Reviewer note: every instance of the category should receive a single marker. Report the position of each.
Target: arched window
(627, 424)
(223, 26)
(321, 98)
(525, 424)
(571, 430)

**********

● What to work on: Copy the items above word for word, with nothing added, dropped, or changed.

● In response:
Reviewer note: every instance of the category should receive a single marker. Report the position of each.
Target: arched window
(627, 424)
(223, 26)
(321, 98)
(525, 424)
(571, 430)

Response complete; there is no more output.